_SET EXERCISE A_. According to the note terms, which firm serves as the Calculation Agent?
_SET EXERCISE B_. From the note terms, copy word for word the stretch that starts with "The value of the cash" and ends with "the Trigger Price.".

— START SOURCE PASSAGE —

The value of the cash or shares that you receive will be less than your principal amount, if anything, resulting in a loss that is proportionate to the decline in the value of the Reference Stock from the Trade Date to the Valuation Date. Investors in the Notes could lose some or all of their investment if there has been a decline in the trading price of the Reference Stock below the Trigger Price.
Physical Delivery Amount:
For each $1,000 in principal amount, a number of shares of the Reference Stock equal to the principal amount divided by the Initial Stock Price, subject to adjustment as described in the product prospectus supplement. If this number is not a round number, then the number of shares of the Reference Stock to be delivered will be rounded down and the fractional part shall be paid in cash.
Cash Delivery Amount:
An amount equal to the product of the Physical Delivery Amount multiplied by the Final Stock Price of the Reference Stock.
Market Disruption Events:
The occurrence of a market disruption event (or a non-trading day) as to the Reference Stock will result in the postponement of an Observation Date or the Valuation Date, as described in the product prospectus supplement.
Calculation Agent:
RBC Capital Markets, LLC (“RBCCM”)
U.S. Tax Treatment:
By purchasing a Note, each holder agrees (in the absence of a change in law, an administrative determination or a judicial ruling to the contrary) to treat the Note as a callable pre-paid contingent income-bearing derivative contract for U.S. federal income tax purposes. However, the U.S. federal income tax consequences of your investment in the Notes are uncertain and the Internal Revenue Service could assert that the Notes should be taxed in a manner that is different from that described in the preceding sentence. Please see the section below, “Supplemental Discussion of U.S. Federal Income Tax Consequences” and the discussion (including the opinion of our counsel Morrison & Foerster LLP) in the product prospectus supplement dated January 8, 2016 under “Supplemental Discussion of U.S. Federal Income Tax Consequences,” which apply to the Notes.
Secondary Market:
RBCCM (or one of its affiliates), though not obligated to do so, may maintain a secondary market in the Notes after the Issue Date. The amount that you may receive upon sale of the Notes prior to maturity may be less than the principal amount of those Notes.
Listing:
 
None
Settlement:
DTC global notes (including through its indirect participants Euroclear and Clearstream, Luxembourg as described under “Description of Debt Securities—Ownership and Book-Entry Issuance” in the prospectus dated January 8, 2016).
Terms Incorporated in the Master Note:
All of the terms appearing above the item captioned “Secondary Market” on the cover page and pages P-2 and P-3 of this pricing supplement and the terms appearing under the caption “General Terms of the Notes” in the product prospectus supplement.

— END SOURCE PASSAGE —
— START DATASET EXCERPTS —

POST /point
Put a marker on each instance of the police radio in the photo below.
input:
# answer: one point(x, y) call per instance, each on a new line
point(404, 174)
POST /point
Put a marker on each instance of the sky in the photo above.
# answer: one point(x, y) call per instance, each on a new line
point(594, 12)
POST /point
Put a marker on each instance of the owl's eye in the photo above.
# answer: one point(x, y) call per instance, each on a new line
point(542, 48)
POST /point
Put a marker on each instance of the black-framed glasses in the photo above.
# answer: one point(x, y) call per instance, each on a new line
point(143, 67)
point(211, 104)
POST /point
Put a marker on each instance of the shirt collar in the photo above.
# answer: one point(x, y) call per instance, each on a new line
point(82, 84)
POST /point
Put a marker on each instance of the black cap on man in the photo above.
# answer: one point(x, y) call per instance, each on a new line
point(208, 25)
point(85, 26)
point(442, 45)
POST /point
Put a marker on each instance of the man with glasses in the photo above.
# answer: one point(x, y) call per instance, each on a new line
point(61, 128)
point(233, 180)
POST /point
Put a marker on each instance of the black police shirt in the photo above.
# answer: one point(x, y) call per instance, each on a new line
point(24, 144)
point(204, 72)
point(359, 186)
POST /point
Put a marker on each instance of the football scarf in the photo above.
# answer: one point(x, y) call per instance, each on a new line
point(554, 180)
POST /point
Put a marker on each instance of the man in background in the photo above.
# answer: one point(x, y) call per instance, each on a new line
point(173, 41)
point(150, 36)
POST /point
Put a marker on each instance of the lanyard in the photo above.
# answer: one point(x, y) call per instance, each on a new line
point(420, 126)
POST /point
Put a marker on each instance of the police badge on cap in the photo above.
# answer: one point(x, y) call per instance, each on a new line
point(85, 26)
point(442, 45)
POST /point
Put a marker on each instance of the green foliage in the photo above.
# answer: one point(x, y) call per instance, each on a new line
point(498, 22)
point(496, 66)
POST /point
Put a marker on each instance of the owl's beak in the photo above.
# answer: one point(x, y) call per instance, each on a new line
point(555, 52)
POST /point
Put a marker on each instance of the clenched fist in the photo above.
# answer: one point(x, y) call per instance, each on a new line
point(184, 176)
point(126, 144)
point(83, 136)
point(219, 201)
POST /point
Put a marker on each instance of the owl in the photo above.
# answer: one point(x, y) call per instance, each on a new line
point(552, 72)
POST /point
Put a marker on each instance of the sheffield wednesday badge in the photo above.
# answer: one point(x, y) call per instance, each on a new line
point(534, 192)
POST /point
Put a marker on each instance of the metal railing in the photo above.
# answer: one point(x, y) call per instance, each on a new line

— END DATASET EXCERPTS —

_RESULT A_. RBC Capital Markets, LLC ("RBCCM") serves as the Calculation Agent.

_RESULT B_.
The value of the cash or shares that you receive will be less than your principal amount, if anything, resulting in a loss that is proportionate to the decline in the value of the Reference Stock from the Trade Date to the Valuation Date. Investors in the Notes could lose some or all of their investment if there has been a decline in the trading price of the Reference Stock below the Trigger Price.